| ENTRIES SHOWN |

[Begin]

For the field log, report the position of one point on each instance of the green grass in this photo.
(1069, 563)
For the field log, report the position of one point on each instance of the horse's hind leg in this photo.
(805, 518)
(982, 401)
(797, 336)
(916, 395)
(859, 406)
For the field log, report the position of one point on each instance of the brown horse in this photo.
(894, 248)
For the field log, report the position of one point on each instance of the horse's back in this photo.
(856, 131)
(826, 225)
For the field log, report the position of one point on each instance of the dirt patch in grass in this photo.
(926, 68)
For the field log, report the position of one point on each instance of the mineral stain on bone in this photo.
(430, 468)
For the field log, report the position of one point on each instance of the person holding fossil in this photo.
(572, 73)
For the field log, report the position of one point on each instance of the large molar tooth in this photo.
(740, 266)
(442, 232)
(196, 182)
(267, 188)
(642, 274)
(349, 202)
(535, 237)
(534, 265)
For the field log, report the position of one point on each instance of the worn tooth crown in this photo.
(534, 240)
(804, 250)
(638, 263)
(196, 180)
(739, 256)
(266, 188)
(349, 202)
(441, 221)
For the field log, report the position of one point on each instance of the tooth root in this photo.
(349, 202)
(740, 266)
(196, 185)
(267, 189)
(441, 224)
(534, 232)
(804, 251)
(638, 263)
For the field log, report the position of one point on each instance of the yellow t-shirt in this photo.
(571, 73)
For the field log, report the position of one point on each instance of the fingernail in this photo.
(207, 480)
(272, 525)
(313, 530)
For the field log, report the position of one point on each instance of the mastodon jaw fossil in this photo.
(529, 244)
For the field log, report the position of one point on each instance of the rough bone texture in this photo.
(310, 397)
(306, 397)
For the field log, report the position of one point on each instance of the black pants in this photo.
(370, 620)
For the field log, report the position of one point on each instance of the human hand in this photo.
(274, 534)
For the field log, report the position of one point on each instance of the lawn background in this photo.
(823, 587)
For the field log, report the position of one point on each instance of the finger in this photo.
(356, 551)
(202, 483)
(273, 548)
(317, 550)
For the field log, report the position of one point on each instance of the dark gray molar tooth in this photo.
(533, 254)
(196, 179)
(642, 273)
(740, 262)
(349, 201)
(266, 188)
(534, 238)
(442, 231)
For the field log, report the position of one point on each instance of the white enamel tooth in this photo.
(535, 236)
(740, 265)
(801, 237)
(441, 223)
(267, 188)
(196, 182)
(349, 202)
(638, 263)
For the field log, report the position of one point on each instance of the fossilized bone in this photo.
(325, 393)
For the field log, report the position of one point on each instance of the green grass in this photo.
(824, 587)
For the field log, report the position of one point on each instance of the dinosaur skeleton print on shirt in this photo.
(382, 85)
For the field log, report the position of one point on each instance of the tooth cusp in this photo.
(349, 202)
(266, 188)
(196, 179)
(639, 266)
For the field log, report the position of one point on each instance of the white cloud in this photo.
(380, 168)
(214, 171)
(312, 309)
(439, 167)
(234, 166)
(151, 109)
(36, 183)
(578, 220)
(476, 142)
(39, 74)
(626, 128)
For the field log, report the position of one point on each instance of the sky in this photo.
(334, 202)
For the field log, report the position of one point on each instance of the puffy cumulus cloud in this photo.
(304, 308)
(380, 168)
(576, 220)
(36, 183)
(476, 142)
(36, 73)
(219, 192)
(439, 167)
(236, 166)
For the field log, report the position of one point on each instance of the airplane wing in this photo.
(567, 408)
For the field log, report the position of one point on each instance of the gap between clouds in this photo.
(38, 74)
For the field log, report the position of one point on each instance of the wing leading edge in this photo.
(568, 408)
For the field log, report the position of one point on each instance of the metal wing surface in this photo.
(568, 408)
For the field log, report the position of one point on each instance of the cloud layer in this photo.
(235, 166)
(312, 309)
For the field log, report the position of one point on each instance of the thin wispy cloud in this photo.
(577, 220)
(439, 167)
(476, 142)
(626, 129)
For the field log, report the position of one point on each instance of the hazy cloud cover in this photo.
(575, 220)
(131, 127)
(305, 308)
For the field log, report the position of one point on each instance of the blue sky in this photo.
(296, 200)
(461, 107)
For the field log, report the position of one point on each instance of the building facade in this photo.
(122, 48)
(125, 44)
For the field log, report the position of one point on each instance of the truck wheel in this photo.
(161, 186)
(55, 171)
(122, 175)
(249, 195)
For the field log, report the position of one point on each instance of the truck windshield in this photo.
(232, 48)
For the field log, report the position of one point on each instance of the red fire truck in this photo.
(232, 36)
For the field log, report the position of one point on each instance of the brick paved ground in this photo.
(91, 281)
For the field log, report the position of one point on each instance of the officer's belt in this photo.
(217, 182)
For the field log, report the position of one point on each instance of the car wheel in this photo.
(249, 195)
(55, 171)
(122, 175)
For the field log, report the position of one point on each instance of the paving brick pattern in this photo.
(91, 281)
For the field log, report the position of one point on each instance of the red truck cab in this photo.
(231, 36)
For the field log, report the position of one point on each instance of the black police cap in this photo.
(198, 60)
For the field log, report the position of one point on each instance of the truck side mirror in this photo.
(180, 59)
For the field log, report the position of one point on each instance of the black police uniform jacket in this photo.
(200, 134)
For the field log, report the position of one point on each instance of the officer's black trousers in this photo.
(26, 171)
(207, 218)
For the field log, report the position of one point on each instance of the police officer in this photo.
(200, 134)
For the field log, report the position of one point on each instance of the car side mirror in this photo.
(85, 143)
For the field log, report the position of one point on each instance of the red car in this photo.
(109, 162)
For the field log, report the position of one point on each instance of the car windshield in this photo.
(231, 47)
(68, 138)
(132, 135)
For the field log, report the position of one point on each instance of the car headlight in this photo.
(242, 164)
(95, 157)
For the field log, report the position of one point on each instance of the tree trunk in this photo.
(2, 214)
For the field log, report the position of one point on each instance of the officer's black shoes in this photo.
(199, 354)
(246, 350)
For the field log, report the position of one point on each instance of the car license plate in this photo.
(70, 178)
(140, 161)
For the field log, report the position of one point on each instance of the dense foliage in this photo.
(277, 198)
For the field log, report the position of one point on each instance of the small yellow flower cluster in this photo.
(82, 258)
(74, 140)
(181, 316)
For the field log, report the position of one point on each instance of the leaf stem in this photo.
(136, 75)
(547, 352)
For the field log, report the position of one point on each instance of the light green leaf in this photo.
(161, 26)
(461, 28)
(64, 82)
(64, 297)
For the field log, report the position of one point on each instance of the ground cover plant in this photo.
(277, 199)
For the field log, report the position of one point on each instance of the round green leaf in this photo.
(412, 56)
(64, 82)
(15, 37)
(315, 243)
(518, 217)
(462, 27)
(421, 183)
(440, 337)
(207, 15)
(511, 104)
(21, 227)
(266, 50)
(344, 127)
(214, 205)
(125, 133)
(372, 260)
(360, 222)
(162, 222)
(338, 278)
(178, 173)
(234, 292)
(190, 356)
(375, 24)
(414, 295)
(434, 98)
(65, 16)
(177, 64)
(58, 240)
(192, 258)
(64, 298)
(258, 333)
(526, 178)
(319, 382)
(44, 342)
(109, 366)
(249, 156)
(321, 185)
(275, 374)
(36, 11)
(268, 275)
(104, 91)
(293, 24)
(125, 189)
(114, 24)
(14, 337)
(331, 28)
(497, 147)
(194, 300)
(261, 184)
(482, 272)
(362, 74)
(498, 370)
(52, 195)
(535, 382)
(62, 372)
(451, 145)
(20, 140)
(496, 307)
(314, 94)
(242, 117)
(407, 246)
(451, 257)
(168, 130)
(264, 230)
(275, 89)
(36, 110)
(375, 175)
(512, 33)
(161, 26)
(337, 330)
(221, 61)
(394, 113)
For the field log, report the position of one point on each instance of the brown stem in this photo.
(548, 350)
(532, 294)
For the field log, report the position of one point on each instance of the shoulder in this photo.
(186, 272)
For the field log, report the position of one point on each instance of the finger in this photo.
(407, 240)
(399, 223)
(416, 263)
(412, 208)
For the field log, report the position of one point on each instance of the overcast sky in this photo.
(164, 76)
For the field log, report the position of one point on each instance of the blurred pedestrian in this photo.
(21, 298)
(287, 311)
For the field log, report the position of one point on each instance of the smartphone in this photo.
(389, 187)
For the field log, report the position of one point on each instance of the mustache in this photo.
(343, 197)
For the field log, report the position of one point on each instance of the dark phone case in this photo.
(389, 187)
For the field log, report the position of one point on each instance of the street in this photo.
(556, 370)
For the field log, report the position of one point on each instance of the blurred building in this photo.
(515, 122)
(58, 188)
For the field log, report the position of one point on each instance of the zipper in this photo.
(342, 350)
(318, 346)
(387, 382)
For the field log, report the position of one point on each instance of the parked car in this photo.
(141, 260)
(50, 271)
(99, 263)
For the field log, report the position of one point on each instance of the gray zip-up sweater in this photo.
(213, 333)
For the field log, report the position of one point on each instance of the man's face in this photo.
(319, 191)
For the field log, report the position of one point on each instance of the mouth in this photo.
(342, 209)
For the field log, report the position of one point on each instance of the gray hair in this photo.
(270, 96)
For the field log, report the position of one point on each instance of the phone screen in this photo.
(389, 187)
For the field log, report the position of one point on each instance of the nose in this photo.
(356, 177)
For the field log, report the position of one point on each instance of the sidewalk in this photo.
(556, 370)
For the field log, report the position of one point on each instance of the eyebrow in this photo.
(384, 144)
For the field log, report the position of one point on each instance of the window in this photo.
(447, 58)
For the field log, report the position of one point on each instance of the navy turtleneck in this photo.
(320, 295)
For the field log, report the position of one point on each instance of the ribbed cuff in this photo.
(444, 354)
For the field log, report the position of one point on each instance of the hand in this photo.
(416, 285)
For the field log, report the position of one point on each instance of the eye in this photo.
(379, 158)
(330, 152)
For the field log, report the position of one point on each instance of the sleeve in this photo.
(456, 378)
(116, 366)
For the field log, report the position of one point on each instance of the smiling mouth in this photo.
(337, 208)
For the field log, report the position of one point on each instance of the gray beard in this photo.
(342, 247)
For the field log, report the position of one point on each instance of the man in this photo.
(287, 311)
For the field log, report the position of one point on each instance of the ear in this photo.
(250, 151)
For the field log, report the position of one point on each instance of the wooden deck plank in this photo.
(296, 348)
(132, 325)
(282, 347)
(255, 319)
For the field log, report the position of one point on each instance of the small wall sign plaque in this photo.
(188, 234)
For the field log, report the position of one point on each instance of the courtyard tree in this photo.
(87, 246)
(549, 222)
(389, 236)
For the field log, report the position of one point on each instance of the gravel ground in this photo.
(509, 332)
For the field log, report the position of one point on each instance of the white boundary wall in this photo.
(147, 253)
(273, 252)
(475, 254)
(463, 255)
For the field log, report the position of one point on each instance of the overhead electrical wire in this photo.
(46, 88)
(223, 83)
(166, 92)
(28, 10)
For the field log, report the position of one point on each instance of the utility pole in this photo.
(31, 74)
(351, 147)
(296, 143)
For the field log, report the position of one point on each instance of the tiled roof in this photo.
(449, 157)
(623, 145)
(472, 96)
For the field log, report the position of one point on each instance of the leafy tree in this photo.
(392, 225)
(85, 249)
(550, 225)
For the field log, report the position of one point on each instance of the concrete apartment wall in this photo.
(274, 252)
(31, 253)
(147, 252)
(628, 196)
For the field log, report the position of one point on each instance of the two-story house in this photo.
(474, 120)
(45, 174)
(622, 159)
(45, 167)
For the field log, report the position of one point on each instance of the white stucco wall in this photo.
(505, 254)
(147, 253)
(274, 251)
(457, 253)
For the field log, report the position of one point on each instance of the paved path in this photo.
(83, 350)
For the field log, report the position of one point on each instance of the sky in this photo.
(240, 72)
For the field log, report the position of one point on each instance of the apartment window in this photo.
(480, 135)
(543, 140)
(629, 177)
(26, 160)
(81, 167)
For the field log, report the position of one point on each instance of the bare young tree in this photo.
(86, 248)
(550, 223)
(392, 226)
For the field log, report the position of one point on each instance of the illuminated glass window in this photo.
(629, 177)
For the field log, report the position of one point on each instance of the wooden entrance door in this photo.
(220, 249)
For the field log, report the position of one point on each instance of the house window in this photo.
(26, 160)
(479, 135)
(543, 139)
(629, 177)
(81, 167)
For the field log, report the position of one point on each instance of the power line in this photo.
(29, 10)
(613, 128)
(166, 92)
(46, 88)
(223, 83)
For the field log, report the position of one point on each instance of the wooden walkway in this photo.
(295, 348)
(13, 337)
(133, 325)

[End]

| TASK DESCRIPTION |
Beginning at the line where "apartment window in this photo." appears, extract each line through the end of the data above; keep them exact and include nothing else.

| TASK ANSWER |
For the field log, report the position of one point on each instance of the apartment window in this photo.
(480, 135)
(543, 140)
(629, 177)
(26, 160)
(81, 167)
For the field log, report the position of one point on each instance of the bare young tree in this photo.
(86, 248)
(550, 223)
(392, 226)
For the field log, report the position of one point on each instance of the illuminated glass window in this photo.
(629, 177)
For the field log, report the position of one point on each instance of the wooden entrance door in this photo.
(220, 249)
For the field log, report the position of one point on each instance of the house window in this photo.
(26, 160)
(479, 135)
(543, 139)
(629, 177)
(81, 167)
For the field log, report the position of one point on each instance of the power line in this photo.
(29, 10)
(613, 128)
(166, 92)
(46, 88)
(223, 83)
For the field log, report the position of one point on each instance of the wooden walkway in this photo.
(295, 348)
(13, 337)
(133, 325)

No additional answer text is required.